▶ EXERCISE GOAL
Output the lines below exactly, please, from the first line until the line with "the sea water.", counting both.

▶ Point-per-instance localization data
##########

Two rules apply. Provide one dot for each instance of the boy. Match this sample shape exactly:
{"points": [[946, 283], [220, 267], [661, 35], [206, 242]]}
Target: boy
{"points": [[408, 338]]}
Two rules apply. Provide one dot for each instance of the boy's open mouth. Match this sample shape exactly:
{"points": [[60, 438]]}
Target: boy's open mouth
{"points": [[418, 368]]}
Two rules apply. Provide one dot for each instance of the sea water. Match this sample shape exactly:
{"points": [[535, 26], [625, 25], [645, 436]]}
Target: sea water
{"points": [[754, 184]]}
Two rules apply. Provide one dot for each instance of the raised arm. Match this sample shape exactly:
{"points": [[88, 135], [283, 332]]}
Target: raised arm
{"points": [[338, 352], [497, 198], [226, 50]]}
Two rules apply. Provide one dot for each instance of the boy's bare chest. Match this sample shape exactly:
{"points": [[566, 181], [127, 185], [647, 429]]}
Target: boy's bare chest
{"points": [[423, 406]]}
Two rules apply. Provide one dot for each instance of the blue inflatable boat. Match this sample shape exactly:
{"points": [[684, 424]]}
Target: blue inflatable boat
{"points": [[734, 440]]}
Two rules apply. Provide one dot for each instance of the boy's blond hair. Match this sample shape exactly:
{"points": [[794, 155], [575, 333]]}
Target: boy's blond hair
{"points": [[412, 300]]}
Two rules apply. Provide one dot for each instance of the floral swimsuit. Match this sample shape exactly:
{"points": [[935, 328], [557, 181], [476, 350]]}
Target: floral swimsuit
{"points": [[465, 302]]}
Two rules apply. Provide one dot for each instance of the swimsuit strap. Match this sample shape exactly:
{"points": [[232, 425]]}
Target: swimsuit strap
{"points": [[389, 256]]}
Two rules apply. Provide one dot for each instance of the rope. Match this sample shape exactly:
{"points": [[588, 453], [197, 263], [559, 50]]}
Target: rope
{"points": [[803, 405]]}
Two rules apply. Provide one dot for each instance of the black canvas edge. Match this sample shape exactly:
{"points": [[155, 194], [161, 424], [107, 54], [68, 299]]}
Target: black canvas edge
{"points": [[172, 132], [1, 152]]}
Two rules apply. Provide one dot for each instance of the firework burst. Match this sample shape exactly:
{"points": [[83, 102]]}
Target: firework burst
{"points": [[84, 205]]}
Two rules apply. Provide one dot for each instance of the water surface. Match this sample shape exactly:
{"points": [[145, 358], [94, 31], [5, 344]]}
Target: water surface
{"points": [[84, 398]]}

##########

▶ SOLUTION FOR THIS PROBLEM
Two rules apply. Provide one dot for each instance of the boy. Match this sample shape exactly:
{"points": [[946, 283], [220, 267], [661, 35], [206, 242]]}
Target: boy
{"points": [[408, 338]]}
Two rules apply. Provide one dot for each instance of the boy's open mouth. Match this sample shape exactly:
{"points": [[60, 438]]}
Target: boy's open mouth
{"points": [[418, 368]]}
Two rules apply. Provide one dot for each instance of the sea water. Match this sample shape exactly:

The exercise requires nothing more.